- _EXPLORE THE MATERIAL_:
(A) Answer these from the markets post, one answer per line:
(i) The post is written on the day after what event?
(ii) Which magazine printed the article about $300-a-barrel oil?
(iii) In what year did that article say oil would reach $300 a barrel?
(B) Carry the markets post forward from its last sentence.
[PAGE TEXT Boundary: Start]
I thought it would be fitting to pen a “State of the Markets” address, seeing this is the day after the president’s final state of the union address. In this post, I hope to address where the markets have been, where they are now, and where they will go.
But before I do that, I want to remind people of the human tendency to believe in the permanency of the current state, and how it “must” and “will” perpetuate into the future. Back in 2008, I printed off an article that read “What $300-a-Barrel Oil Will Mean for You”. It was from Barron’s magazine (not exactly a low rate publication). At the time gas prices were high. China was expanding rapidly. Oil was supposed to be rarer and rarer to find. We were told we didn’t have enough refineries. The narrative seemed completely logical! In fact, most of the statements in the article were probably true. But I have to repeat one of the article lines just so you can read it: “We will see $300 a barrel – or roughly $250 in today’s dollars- because oil supply will be so short. If you want that oil, that is what you will have to pay for it. That will be in 2015, after the peak of oil [supply]”. Needless to say, that prediction was very very wrong. Today oil and gas are cheap. However, at the time, the article seemed so spot on.
[PAGE TEXT Boundary: End]
[RECORDED DATA Boundary: Start]
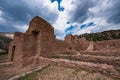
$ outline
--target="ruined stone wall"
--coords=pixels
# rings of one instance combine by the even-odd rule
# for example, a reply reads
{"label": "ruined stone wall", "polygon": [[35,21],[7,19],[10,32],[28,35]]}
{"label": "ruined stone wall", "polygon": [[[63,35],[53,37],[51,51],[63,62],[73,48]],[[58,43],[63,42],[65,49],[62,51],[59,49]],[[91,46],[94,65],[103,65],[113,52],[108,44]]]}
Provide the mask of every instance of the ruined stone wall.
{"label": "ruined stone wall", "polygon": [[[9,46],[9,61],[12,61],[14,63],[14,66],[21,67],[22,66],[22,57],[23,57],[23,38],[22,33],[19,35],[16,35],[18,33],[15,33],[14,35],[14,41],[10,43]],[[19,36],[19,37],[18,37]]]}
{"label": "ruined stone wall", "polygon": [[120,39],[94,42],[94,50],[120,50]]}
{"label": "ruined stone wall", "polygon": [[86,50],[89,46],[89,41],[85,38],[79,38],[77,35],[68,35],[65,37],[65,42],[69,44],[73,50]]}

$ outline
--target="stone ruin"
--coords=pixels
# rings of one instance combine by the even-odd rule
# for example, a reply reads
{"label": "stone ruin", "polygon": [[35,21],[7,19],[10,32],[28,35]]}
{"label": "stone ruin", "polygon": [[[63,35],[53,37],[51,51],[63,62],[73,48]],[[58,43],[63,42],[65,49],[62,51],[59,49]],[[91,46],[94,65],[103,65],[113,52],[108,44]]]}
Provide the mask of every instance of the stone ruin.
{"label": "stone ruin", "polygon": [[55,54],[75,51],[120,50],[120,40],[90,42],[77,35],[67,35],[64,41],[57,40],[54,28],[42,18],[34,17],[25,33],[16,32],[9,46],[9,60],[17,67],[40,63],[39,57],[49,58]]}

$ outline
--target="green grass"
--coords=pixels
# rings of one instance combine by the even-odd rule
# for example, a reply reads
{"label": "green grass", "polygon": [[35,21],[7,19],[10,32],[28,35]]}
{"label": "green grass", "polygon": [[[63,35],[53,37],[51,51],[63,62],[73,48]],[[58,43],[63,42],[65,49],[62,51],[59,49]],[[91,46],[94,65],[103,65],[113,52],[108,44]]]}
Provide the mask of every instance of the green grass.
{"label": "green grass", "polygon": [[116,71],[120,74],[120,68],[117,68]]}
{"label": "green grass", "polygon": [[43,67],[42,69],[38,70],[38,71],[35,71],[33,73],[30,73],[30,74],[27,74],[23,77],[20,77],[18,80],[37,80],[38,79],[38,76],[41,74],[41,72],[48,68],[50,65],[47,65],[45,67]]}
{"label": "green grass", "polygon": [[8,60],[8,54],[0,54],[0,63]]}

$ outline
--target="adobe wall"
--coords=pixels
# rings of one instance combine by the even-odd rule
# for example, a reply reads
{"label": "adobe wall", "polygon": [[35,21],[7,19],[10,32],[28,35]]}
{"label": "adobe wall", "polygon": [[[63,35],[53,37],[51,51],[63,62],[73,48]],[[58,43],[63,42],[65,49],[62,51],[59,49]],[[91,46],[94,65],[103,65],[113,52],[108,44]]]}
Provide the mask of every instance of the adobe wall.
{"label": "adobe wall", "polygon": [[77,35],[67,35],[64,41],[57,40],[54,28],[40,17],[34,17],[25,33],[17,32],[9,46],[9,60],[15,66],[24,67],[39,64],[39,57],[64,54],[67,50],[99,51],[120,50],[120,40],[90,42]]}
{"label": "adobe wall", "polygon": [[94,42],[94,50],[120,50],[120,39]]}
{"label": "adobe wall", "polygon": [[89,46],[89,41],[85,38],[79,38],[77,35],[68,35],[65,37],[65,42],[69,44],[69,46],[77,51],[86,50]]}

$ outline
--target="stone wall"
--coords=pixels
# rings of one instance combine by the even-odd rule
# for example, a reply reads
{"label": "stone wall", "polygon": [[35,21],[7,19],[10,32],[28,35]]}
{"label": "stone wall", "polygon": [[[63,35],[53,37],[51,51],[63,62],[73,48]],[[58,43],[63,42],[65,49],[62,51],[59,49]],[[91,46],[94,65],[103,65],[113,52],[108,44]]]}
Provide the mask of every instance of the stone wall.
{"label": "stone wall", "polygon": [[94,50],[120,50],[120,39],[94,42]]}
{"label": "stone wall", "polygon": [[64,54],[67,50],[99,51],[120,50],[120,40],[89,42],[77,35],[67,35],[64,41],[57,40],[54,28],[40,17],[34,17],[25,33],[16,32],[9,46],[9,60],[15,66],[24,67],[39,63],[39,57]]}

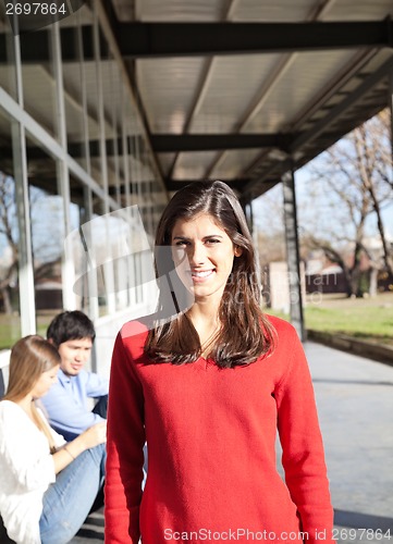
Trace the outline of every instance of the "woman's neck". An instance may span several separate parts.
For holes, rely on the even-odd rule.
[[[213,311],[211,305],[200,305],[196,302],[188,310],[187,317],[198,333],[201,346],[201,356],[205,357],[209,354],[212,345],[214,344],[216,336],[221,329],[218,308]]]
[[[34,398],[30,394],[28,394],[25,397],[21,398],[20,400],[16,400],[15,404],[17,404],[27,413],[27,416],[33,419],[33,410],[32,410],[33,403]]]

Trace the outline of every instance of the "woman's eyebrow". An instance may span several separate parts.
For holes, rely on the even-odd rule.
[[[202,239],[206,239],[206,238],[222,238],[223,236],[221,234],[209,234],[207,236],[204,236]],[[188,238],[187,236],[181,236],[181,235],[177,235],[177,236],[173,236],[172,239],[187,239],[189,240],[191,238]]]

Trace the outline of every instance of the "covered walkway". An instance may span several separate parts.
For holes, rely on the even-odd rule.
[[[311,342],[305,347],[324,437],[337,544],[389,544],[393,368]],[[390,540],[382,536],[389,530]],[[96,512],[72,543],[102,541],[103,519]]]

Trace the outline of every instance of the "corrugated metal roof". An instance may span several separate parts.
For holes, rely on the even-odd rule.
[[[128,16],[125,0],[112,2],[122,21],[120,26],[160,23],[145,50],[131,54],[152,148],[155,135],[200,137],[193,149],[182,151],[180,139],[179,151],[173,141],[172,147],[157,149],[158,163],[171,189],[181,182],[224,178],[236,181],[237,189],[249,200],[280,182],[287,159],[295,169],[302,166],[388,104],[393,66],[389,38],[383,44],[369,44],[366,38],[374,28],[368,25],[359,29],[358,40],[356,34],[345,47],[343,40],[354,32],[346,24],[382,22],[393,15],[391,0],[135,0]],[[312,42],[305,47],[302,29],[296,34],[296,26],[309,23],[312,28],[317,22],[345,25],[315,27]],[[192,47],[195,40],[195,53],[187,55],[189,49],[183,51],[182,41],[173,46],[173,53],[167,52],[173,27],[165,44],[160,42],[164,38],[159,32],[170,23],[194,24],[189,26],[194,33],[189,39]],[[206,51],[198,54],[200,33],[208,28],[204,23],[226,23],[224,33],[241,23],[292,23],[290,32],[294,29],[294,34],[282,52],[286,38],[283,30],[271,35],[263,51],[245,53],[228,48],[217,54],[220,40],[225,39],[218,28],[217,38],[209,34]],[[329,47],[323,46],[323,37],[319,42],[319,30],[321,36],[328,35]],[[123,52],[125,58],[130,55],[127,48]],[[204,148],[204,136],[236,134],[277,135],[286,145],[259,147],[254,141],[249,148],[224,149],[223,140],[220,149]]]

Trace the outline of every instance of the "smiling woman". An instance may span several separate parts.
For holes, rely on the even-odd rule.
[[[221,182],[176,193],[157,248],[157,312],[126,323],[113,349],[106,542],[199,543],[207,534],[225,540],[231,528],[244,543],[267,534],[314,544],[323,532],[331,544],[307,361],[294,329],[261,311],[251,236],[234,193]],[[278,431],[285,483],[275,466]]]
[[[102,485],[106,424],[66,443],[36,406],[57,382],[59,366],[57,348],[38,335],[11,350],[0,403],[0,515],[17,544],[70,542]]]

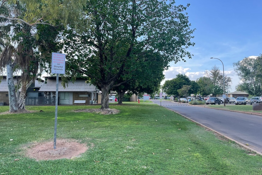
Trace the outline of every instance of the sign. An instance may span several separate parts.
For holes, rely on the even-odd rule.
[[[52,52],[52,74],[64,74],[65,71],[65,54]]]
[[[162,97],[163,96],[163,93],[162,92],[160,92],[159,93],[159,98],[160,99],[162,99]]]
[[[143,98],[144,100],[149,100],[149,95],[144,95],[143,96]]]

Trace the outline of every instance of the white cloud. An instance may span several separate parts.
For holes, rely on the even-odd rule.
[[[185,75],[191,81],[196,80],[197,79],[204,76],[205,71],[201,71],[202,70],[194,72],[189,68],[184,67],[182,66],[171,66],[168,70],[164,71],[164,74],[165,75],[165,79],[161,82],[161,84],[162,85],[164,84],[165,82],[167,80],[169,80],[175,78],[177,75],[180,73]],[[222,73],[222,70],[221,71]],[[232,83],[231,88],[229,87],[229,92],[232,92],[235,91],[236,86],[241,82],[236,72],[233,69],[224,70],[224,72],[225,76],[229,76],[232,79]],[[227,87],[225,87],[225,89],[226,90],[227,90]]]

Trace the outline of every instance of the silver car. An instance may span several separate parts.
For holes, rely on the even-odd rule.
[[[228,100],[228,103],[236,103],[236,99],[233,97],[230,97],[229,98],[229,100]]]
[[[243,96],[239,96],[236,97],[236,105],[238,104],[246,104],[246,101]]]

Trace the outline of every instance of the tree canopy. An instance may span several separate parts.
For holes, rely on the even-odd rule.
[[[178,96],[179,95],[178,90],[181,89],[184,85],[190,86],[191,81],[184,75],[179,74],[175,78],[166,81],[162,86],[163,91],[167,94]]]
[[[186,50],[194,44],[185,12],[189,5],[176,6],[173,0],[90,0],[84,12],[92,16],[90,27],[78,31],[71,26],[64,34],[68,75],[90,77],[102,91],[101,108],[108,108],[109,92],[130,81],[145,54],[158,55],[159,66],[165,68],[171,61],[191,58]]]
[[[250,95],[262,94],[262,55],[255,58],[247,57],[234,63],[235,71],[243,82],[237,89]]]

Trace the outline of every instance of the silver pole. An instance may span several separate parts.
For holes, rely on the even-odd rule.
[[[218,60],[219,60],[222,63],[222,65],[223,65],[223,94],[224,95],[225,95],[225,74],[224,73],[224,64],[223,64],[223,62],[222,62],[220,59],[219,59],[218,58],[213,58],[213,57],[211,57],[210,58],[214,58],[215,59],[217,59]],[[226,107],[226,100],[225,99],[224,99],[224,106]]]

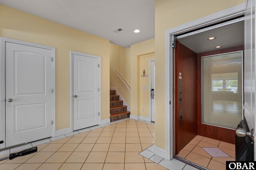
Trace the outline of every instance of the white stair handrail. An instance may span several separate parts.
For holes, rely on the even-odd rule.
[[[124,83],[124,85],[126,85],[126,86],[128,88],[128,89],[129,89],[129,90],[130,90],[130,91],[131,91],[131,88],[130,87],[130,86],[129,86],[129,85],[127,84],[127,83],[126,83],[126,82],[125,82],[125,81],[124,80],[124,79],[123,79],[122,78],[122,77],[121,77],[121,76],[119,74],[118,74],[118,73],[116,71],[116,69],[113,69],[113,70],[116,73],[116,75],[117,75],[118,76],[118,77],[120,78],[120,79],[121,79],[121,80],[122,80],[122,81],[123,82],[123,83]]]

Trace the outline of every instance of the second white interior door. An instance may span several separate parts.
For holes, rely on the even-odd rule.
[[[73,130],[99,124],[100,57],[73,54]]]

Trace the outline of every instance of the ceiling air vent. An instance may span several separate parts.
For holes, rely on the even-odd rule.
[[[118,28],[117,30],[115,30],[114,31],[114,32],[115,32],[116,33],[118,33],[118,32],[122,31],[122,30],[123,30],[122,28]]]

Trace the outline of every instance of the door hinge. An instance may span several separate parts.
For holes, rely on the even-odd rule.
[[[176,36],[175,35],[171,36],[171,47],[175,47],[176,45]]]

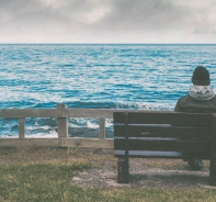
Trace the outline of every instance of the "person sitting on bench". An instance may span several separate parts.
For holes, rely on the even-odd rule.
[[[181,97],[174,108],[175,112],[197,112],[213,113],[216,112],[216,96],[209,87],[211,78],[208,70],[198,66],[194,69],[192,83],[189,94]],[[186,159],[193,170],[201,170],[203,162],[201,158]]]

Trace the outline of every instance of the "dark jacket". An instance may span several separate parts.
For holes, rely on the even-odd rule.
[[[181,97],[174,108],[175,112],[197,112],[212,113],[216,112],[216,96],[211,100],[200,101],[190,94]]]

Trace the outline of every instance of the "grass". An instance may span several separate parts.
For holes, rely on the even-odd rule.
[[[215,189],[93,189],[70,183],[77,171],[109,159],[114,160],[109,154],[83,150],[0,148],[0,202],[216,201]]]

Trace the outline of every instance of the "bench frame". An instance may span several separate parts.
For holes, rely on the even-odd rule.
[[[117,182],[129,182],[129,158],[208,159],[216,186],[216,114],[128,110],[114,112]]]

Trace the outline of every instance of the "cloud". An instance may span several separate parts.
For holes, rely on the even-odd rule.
[RECORDED DATA Boundary: End]
- _ANSWERS FOR THIS EXERCISE_:
(A)
(i) The president's final state of the union address.
(ii) Barron's magazine.
(iii) 2015.

(B)
The same can be said today. We have all sorts of problems. ISIS, the National Debt, the cost of Medicare, crumbling infrastructure–and a litany of other problems. It seems to make logical sense that this most recent decline in the markets is just a first step in the permanent unwinding of society. But then again, we have had problems before. In the early 40s the Allies were not winning World War II. In the early 70s we faced an oil embargo and the stock market was halved. We almost went to war with the USSR in the 60s. A fundamental requirement for investing, is being able to accept the negative news of today, and believe that businesses and economies are resilient, and will preserve through many storms. If you do believe that this is “the end”, you might as well take your money and bury it in your back yard. A positive long term outlook is required for investor peace of mind. Otherwise investing will be a stressful endeavor filled with fear and anxiety.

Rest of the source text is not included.